**Direction**
Copy out every line without changes, from the line containing "task: segment the valley floor" down to the end of the items.
• • • •
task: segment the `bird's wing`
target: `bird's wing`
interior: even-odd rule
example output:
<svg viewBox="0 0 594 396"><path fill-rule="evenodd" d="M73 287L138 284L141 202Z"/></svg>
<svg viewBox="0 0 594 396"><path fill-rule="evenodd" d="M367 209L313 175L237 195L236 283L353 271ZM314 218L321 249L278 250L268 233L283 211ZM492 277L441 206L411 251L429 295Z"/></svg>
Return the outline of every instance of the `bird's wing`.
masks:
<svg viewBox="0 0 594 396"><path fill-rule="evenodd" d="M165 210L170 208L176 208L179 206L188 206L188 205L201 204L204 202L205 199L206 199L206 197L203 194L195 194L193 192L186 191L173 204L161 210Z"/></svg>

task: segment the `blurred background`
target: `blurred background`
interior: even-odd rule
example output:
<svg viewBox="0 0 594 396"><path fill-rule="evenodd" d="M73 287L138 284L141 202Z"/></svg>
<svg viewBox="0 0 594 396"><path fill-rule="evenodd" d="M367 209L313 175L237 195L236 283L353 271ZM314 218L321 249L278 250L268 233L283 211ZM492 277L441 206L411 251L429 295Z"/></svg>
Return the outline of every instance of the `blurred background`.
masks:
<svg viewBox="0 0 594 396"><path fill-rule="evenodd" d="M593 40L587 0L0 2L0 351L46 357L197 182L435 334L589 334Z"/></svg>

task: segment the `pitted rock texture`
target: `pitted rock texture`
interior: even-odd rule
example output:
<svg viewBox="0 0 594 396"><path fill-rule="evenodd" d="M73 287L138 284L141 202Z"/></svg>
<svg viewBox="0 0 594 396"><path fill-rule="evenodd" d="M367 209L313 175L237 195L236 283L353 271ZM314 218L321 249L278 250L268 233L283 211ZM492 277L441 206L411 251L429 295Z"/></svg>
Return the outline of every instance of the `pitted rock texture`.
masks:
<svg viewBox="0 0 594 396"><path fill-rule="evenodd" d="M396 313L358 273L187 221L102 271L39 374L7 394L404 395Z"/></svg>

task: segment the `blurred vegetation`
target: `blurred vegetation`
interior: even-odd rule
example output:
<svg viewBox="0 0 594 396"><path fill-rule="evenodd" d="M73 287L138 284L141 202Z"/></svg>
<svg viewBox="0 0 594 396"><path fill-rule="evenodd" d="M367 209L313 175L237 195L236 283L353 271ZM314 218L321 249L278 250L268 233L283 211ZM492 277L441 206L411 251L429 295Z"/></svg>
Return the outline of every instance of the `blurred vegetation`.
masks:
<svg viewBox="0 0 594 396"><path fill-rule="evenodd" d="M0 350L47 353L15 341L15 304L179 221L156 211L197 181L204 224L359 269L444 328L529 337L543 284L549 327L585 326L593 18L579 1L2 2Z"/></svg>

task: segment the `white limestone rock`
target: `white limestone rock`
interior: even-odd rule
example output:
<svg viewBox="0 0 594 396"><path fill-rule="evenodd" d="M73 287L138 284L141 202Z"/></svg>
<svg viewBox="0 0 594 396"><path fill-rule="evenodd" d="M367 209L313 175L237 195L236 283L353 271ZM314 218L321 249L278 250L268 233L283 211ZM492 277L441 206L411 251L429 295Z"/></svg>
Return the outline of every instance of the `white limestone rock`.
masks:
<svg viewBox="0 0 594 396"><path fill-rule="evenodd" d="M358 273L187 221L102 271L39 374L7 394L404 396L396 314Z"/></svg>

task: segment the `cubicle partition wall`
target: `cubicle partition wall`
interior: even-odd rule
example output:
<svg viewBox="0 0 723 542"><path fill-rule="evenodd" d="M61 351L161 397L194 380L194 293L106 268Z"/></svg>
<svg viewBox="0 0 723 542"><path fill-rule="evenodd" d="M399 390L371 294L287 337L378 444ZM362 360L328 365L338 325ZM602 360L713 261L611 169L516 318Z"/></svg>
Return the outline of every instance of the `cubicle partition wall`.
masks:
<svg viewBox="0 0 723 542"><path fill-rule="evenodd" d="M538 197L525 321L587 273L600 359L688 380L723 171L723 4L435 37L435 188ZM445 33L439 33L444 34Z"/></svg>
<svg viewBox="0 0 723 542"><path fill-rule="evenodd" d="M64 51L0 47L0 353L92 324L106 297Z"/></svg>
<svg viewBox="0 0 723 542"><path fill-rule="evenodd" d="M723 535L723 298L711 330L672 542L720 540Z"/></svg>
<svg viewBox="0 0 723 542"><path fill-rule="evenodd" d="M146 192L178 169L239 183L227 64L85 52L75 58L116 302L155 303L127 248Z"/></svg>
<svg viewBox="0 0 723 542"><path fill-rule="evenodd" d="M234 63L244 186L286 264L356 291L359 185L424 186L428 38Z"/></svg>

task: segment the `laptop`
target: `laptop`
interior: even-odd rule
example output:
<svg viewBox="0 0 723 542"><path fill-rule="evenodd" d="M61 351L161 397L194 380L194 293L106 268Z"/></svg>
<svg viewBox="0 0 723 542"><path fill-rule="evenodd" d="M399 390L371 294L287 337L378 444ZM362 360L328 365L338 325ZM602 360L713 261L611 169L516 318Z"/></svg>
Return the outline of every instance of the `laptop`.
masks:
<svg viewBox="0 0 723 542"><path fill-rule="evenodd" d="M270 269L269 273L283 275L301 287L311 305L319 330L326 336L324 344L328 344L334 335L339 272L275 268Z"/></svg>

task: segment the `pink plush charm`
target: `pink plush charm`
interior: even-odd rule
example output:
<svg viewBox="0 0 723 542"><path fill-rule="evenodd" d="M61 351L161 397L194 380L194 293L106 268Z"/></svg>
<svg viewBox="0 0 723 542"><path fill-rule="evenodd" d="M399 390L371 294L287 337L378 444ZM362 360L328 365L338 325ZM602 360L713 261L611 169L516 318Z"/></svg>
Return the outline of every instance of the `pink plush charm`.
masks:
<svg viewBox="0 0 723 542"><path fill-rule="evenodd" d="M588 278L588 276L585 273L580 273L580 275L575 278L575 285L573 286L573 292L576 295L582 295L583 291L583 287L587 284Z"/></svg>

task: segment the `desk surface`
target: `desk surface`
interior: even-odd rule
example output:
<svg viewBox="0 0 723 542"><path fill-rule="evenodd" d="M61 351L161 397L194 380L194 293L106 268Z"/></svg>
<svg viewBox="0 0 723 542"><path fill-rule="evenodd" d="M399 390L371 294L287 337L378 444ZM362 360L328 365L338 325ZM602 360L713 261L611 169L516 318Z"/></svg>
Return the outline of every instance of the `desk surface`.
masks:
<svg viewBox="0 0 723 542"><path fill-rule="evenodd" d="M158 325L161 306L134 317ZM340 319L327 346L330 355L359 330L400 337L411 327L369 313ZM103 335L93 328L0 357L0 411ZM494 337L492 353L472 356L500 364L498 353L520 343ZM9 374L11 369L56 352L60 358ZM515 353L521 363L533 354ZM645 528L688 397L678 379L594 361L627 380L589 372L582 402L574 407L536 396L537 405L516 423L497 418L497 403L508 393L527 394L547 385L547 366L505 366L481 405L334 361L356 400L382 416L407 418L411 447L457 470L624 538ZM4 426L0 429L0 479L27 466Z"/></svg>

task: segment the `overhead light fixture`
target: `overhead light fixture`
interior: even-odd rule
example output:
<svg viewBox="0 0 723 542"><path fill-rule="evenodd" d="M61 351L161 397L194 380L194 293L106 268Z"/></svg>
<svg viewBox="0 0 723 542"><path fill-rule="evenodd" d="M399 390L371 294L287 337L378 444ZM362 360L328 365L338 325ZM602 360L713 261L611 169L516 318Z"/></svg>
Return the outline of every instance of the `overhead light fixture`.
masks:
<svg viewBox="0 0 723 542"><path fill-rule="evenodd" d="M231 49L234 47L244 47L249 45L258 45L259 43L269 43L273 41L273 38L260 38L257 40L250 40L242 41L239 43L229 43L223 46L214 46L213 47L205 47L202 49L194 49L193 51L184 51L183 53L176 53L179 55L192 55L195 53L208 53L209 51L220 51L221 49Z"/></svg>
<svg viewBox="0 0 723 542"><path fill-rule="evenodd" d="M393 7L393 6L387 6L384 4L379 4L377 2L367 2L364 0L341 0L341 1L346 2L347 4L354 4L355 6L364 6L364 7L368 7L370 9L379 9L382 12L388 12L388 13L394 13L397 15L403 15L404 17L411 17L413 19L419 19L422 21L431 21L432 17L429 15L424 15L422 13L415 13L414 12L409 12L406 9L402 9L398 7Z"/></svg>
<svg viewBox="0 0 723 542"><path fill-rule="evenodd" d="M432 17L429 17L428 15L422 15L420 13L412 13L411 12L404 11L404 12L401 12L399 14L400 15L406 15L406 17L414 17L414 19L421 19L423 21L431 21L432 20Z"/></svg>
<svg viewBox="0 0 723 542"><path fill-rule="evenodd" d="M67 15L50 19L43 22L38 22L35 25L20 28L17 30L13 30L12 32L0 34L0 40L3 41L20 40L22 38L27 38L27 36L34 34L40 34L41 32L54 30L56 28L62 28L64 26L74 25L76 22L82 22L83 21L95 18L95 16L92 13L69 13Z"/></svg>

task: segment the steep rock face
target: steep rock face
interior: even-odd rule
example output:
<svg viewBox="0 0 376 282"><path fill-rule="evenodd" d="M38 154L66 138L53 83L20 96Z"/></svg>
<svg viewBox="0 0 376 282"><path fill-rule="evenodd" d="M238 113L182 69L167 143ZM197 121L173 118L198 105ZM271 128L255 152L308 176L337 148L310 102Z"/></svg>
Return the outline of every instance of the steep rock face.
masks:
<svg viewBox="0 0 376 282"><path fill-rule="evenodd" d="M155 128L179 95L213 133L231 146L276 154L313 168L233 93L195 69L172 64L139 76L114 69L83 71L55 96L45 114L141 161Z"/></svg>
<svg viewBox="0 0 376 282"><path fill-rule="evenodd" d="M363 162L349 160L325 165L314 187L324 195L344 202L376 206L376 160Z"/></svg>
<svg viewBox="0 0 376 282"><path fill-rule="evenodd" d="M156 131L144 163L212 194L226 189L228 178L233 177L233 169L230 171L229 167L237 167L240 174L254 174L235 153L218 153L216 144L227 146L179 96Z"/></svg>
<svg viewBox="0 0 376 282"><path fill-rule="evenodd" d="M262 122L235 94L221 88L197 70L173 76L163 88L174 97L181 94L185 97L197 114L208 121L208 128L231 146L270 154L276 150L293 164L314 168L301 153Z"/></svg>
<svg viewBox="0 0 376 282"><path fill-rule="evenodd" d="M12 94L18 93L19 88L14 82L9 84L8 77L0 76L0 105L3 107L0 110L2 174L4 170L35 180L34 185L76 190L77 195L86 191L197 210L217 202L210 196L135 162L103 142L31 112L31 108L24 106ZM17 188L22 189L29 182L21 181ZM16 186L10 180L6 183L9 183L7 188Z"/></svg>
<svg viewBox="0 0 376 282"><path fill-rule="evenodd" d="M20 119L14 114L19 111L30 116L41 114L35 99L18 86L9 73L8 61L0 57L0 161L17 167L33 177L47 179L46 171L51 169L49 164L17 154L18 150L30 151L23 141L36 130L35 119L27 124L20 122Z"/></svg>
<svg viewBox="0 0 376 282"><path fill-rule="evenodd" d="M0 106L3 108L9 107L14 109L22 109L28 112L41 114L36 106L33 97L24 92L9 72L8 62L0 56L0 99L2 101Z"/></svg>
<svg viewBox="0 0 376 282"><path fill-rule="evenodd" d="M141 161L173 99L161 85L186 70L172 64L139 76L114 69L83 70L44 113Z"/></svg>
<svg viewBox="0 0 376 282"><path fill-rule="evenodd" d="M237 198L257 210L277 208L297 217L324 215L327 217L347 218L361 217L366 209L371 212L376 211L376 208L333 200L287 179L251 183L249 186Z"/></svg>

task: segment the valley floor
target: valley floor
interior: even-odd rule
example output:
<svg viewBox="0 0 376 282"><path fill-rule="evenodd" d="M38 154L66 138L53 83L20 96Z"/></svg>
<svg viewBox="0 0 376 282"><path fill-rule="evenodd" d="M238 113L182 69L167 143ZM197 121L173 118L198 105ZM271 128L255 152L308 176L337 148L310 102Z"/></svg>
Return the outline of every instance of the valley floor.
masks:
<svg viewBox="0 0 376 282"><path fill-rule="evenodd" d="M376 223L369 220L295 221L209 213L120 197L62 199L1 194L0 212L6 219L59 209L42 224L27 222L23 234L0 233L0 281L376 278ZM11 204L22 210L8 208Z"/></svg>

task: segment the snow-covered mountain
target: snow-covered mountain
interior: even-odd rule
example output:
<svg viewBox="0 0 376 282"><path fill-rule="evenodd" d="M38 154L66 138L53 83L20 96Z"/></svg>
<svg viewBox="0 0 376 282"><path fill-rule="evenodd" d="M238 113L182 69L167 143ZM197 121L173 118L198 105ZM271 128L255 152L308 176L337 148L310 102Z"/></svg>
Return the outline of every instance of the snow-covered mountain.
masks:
• • • •
**Full solution**
task: segment the valley floor
target: valley floor
interior: even-odd rule
example output:
<svg viewBox="0 0 376 282"><path fill-rule="evenodd" d="M38 154L66 138L53 83L20 96Z"/></svg>
<svg viewBox="0 0 376 282"><path fill-rule="evenodd" d="M238 113L182 69L167 143ZM197 121L173 118L198 105ZM271 128L255 152L308 176L337 148L310 102Z"/></svg>
Return the outline of every instance of the valley floor.
masks:
<svg viewBox="0 0 376 282"><path fill-rule="evenodd" d="M376 223L369 220L295 221L209 213L120 197L62 199L1 194L0 212L6 219L59 209L42 224L27 222L23 234L0 233L0 281L376 278ZM11 204L22 210L8 208Z"/></svg>

task: segment the snow-covered mountain
target: snow-covered mountain
interior: even-odd rule
example output:
<svg viewBox="0 0 376 282"><path fill-rule="evenodd" d="M38 154L66 138L53 83L20 96Z"/></svg>
<svg viewBox="0 0 376 282"><path fill-rule="evenodd" d="M238 113L182 69L167 143ZM197 121L173 118L198 105ZM271 128L255 152L308 176L337 148L310 102Z"/></svg>
Return the outline of every instance of the snow-covered mountain.
masks:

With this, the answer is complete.